* **Required action**
Retype every entry exactly, character for character.

* **Material for the task**
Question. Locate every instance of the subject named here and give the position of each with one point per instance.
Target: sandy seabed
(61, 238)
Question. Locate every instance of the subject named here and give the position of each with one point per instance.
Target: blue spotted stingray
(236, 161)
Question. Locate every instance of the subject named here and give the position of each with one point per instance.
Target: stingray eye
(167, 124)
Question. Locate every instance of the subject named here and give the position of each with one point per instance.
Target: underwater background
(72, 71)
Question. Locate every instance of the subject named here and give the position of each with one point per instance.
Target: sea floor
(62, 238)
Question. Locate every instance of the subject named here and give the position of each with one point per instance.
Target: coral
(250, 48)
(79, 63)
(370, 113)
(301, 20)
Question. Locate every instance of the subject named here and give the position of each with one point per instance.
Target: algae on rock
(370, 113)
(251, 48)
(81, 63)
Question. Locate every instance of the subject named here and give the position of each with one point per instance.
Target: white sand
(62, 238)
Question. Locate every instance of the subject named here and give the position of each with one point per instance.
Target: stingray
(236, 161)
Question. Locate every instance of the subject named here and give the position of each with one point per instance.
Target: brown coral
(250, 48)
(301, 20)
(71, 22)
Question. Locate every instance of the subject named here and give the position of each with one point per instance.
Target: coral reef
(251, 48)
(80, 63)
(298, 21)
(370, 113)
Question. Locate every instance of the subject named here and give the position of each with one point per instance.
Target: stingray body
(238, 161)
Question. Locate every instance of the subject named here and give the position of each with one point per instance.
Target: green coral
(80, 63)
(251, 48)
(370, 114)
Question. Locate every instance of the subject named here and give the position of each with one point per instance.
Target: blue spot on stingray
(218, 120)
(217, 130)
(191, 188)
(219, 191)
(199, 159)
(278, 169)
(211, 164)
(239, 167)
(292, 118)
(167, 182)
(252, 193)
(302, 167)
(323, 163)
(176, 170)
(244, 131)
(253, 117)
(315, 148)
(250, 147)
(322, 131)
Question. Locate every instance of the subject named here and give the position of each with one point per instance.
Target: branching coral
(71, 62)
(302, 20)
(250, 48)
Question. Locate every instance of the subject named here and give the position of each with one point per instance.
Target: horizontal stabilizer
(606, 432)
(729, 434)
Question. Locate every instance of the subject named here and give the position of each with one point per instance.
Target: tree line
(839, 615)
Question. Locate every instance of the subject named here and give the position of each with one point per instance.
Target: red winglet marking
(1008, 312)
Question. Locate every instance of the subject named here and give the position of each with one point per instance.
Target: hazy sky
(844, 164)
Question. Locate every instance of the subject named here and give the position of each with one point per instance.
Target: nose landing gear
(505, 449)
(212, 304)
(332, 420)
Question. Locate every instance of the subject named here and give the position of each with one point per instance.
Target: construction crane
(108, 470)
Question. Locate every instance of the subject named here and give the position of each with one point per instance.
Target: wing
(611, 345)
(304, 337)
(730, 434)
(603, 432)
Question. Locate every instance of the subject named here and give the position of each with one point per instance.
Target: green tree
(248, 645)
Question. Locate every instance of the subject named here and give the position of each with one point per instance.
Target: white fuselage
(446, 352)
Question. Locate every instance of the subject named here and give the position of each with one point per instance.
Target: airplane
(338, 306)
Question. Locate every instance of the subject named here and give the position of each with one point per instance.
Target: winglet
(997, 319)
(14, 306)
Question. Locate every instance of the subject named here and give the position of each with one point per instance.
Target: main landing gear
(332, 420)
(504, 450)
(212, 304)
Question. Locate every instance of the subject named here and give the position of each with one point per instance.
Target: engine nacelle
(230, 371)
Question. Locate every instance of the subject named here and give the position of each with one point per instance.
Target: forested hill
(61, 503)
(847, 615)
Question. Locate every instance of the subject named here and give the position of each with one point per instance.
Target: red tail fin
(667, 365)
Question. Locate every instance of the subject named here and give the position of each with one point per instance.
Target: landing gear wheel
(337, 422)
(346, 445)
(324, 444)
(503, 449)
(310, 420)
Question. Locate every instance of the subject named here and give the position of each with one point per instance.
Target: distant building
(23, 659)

* **Output for this task**
Question. Locate every instance of the subject named here and give the position of each with one point per instance.
Target: sandy seabed
(61, 238)
Question. Locate every instance of the subject named here and give the position of each with one point per instance.
Target: blue spotted stingray
(236, 161)
Question. Locate every instance of the subject named here and give the position of each with one point per instance.
Target: stingray eye
(167, 124)
Question. Locate every instance of the subject named here and give the position of each with one point per instance.
Target: underwater background
(72, 71)
Question. Locate every instance of the subject named here and give the position of each with one point per instance.
Target: sea floor
(62, 238)
Question. Locate every instance of the subject named here and give the position of each with one point per instance.
Target: coral
(250, 48)
(79, 63)
(370, 113)
(301, 20)
Question. Locate every instance of the subject named here and give the position of each with one point per instance.
Target: algae on rock
(370, 113)
(251, 48)
(81, 63)
Question. Locate every instance of the subject named here and give the position of each with one point per instance.
Target: white sand
(62, 238)
Question. Locate every instance of the subject named here and give the position of each with one point per instance.
Target: stingray
(236, 161)
Question. Locate every instance of the subject named here and give the position of each with one point per instance.
Target: brown coral
(250, 48)
(301, 20)
(71, 22)
Question. Locate every instance of the subject named here and give the position of each with one point per instance.
Target: coral reef
(251, 48)
(80, 63)
(298, 21)
(370, 113)
Question. Locate every instance of the subject named here and give the position of each with one point per instance.
Target: stingray body
(238, 161)
Question. Locate every instance of the subject named here and give the position of each with one point per instance.
Target: green coral
(80, 63)
(251, 48)
(370, 114)
Question. Locate every instance of the subject named here and give the position of each with one point per instance.
Target: blue spot on stingray
(218, 120)
(217, 130)
(191, 188)
(219, 191)
(199, 159)
(278, 169)
(211, 164)
(239, 167)
(292, 118)
(167, 182)
(252, 193)
(302, 167)
(323, 163)
(176, 170)
(244, 131)
(253, 117)
(315, 148)
(250, 147)
(322, 131)
Question. Locate every instance of the subject named here and give the position of each with one point per instance.
Target: branching coral
(71, 62)
(302, 20)
(250, 48)
Question. Locate every instance of the subject named here and give the position of each with one point per instance.
Target: horizontal stabilizer
(606, 432)
(729, 434)
Question. Locate every instance of the subject named here and give the position of each with one point per instance.
Target: tree line
(839, 615)
Question. Locate every instance of the subject named here and give the position of each with one point per instance.
Target: red winglet marking
(1008, 312)
Question. Locate every instance of the subject named here and give the position of each with one point per instance.
Target: hazy sky
(844, 164)
Question. Locate every instance of the subject named here and give the position of each with one point per instance.
Target: nose landing gear
(505, 449)
(212, 304)
(332, 420)
Question. Locate every instance of the subject named here and give the position of each with one point per instance.
Target: construction crane
(108, 470)
Question. Locate every instance of the subject named here and give the position of each with one point per instance.
Target: wing
(611, 345)
(304, 337)
(730, 434)
(603, 432)
Question. Locate every instance of the subject named here and give the position of each with one point per instance.
Target: green tree
(248, 645)
Question. Locate every instance of the subject named here and give the position of each with one point per instance.
Target: white fuselage
(446, 352)
Question. Locate every instance of the subject named here and give the position of each with one point per instance.
Target: airplane
(338, 306)
Question. Locate every instance of the subject named here and give the position of each with one point per instance.
Target: winglet
(997, 319)
(14, 306)
Question. Locate every instance of the subject named here and give the position of each with one point per instance.
Target: main landing gear
(332, 420)
(504, 450)
(212, 304)
Question. Locate every instance of the subject named here and give the position of each with one point per instance.
Target: engine nacelle
(230, 371)
Question. Locate every instance of the subject named here and give the position of each with one point per instance.
Target: forested hill
(61, 503)
(847, 615)
Question. Locate every instance of the subject named here and give the position of each with one point per instance.
Target: red tail fin
(667, 365)
Question. Locate every instance of the subject named here and give the position of each with one point per instance.
Target: landing gear wheel
(337, 422)
(346, 445)
(324, 444)
(503, 449)
(310, 420)
Question. Locate every instance of the subject named here and give the position of each with one point per instance.
Target: distant building
(23, 659)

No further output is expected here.